-- Opening Marker --

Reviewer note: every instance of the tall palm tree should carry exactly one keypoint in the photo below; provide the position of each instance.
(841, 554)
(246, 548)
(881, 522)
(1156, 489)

-- Closing Marker --

What to work on: Output the whole listing exactly as given.

Reply to the task:
Reviewer note: every instance of the tall palm tree should carry exactly one keypoint in the photo below; provide the position of each instance.
(841, 554)
(246, 548)
(881, 522)
(1156, 489)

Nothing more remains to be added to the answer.